Request: Find every line in the records that contains the string "clicks", matching case exactly, and copy each of those lines.

Records:
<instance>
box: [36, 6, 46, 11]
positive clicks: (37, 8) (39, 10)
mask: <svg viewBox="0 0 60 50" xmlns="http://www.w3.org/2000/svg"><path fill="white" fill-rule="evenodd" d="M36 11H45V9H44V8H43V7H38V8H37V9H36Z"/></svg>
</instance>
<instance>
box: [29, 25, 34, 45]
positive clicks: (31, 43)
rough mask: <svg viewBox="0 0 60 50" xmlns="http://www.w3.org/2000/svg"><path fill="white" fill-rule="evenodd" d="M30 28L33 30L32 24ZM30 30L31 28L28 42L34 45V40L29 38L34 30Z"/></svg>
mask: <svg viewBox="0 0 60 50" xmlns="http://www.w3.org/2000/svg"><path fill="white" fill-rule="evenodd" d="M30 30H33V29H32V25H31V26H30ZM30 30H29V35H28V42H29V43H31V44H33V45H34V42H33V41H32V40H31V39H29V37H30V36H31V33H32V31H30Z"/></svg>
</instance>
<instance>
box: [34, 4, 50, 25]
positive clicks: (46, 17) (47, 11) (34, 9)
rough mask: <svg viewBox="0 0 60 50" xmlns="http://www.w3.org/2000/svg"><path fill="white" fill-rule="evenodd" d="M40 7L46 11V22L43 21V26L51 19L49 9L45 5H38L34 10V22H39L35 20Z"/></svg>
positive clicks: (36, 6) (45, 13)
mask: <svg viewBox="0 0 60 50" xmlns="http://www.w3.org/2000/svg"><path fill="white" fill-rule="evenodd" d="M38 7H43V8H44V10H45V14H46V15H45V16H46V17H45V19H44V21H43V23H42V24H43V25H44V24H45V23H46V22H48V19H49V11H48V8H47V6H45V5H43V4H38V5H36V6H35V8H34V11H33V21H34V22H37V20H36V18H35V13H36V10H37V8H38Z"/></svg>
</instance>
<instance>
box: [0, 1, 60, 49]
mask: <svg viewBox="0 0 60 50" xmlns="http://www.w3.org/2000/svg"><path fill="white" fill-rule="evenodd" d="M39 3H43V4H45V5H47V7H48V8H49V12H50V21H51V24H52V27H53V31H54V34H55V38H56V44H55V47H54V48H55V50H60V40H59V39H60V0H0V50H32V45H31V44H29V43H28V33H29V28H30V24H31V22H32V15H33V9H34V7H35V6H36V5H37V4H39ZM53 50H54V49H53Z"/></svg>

* * *

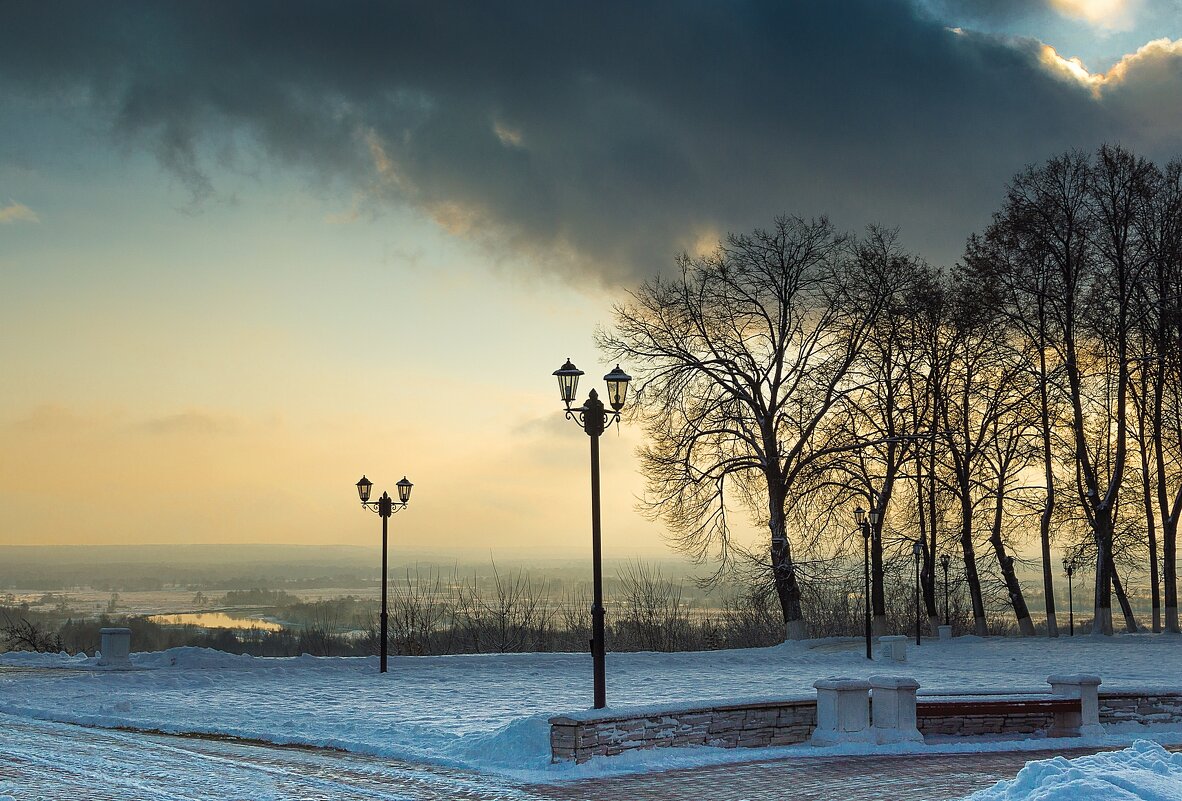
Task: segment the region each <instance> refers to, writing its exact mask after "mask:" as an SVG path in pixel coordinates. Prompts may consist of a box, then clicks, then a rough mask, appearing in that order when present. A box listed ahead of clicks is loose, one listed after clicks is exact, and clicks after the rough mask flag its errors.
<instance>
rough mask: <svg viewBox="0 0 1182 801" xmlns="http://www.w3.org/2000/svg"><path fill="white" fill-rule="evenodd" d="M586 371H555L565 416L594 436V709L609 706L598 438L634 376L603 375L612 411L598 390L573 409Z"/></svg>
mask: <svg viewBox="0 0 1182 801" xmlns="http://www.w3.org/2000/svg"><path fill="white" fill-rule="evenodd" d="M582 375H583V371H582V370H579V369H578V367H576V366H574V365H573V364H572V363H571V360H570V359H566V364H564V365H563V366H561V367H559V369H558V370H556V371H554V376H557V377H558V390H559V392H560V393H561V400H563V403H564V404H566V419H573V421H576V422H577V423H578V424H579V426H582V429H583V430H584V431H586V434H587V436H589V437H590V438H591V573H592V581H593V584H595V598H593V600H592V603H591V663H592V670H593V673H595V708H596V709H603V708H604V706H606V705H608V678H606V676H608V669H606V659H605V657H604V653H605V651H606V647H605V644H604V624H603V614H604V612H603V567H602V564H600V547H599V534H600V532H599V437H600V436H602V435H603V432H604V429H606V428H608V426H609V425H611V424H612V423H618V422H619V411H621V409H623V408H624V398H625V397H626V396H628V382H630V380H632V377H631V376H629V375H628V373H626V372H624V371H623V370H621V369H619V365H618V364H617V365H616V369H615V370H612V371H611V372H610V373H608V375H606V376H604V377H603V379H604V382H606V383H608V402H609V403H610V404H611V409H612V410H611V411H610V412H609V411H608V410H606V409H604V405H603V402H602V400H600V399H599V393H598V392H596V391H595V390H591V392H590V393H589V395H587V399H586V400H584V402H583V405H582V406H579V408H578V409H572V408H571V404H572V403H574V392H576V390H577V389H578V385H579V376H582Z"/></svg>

Reply:
positive clicks: (37, 8) (39, 10)
positive clicks: (31, 43)
positive clicks: (46, 17) (47, 11) (34, 9)
positive clicks: (36, 6) (45, 13)
Task: segment the region each <instance> refers to, writing its exact mask after "mask:" as an SVG path in pixel coordinates. Prompts may consist of a box, then clicks, then a rough mask, appearing in that order when present. A box listed ahead of clicks is loose, one listed after clicks is exact, and clicks after the rough mask flag its errors.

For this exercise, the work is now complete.